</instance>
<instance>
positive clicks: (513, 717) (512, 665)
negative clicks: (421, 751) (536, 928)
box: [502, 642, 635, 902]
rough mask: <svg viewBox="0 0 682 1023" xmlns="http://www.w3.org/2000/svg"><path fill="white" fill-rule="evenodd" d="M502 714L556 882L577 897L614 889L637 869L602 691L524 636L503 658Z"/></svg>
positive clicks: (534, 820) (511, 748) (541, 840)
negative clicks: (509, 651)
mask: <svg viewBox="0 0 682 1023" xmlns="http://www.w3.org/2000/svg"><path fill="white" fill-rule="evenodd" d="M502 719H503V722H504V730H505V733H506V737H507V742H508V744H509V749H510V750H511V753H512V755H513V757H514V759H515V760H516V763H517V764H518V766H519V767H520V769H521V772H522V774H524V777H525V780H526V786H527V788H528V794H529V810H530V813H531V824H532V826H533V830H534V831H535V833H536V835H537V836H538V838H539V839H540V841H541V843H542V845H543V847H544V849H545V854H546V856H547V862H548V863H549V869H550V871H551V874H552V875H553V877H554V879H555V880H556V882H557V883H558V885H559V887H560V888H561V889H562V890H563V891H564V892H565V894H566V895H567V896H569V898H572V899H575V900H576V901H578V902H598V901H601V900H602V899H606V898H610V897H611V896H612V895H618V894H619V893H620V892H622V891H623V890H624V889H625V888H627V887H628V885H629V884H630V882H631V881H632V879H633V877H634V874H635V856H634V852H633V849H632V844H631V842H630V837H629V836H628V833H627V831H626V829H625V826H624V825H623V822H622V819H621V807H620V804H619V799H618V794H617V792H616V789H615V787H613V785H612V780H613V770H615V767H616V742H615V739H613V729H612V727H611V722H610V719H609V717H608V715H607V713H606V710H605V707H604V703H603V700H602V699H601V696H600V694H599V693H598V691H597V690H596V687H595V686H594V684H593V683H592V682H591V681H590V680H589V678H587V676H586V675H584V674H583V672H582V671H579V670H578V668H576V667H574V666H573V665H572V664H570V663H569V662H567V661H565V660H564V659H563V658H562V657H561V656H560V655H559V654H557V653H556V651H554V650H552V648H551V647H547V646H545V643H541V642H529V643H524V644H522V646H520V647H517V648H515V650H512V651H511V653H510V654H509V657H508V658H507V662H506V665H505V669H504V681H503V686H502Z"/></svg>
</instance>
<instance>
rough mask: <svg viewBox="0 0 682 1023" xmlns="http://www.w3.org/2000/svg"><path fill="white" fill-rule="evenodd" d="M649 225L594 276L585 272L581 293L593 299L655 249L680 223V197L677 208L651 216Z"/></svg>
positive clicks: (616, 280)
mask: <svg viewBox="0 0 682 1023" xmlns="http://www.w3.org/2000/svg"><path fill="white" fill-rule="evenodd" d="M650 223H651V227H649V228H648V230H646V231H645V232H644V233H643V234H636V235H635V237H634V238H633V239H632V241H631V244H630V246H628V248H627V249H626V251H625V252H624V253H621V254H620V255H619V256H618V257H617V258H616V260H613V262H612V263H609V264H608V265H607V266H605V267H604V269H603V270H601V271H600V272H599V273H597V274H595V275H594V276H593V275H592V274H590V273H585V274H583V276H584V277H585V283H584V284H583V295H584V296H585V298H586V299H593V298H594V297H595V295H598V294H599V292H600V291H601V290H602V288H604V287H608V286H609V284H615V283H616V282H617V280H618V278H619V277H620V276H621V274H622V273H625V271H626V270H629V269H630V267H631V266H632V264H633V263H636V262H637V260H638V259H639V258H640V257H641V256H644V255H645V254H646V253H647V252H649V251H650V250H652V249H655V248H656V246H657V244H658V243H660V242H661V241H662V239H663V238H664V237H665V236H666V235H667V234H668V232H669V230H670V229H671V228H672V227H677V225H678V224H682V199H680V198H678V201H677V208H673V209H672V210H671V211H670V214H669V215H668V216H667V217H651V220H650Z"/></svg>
--
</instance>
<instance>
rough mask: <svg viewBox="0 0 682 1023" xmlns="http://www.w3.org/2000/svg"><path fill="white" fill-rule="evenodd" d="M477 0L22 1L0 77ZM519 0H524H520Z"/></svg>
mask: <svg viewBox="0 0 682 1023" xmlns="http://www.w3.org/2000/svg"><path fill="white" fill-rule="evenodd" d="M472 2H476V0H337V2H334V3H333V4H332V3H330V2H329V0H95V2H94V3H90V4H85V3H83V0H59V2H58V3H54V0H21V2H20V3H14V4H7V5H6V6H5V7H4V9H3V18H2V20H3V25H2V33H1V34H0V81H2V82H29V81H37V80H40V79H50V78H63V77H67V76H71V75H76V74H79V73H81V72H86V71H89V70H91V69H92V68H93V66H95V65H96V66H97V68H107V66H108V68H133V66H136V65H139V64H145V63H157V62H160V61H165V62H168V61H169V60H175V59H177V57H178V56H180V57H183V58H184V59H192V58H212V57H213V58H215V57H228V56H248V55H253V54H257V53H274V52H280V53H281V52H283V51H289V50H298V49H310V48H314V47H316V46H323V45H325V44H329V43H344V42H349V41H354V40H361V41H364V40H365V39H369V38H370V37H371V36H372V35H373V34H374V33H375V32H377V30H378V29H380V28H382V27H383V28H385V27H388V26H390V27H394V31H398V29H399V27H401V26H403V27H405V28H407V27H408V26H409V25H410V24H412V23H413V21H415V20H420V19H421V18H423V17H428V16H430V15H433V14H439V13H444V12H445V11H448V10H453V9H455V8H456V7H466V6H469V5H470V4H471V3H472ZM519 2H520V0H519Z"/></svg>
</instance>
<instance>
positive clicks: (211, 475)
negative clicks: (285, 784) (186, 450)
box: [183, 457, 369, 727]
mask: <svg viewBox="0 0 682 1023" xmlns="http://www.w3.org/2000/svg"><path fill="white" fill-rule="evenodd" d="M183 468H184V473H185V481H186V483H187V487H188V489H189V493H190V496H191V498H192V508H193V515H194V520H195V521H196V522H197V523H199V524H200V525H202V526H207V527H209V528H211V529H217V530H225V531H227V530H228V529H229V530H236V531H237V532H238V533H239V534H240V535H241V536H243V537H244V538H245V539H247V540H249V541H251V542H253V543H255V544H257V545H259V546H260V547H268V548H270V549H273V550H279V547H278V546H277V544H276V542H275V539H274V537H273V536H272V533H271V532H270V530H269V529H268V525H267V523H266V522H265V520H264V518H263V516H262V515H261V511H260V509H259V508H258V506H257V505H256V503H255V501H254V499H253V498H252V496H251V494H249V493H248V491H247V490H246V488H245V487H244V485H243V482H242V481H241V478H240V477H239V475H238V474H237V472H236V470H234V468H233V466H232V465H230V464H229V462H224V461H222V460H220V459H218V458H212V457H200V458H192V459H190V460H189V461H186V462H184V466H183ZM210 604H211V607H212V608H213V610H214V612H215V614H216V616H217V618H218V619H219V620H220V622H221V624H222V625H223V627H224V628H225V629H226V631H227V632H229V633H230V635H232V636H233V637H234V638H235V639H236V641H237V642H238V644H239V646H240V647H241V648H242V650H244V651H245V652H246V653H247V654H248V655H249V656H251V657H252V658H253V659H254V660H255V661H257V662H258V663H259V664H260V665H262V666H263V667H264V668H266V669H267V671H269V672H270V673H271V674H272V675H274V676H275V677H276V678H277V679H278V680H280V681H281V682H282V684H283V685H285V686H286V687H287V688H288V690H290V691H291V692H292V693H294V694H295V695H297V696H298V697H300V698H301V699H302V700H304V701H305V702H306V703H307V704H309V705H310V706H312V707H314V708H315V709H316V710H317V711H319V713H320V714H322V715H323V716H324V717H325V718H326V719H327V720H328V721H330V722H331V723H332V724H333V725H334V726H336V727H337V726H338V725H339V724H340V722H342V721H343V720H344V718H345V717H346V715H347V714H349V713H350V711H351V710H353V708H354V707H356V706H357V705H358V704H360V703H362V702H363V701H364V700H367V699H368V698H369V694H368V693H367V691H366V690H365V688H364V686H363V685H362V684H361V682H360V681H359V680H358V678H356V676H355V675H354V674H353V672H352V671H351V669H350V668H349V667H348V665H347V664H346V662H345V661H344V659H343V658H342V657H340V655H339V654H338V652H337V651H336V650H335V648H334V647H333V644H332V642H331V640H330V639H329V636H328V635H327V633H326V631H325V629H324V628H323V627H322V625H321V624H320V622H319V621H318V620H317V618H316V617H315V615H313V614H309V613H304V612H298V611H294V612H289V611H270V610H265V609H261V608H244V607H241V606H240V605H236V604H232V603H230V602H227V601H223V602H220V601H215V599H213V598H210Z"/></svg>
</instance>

- WHAT TO WORK ON -
Reproduce verbatim the lines above, from the line with "box: [502, 642, 635, 902]" through the line with "positive clicks: (534, 820)".

- ANSWER BOX -
box: [502, 642, 635, 902]
rough mask: <svg viewBox="0 0 682 1023" xmlns="http://www.w3.org/2000/svg"><path fill="white" fill-rule="evenodd" d="M502 714L556 882L577 897L614 889L637 869L602 691L524 636L503 658Z"/></svg>
positive clicks: (534, 820) (511, 748) (541, 840)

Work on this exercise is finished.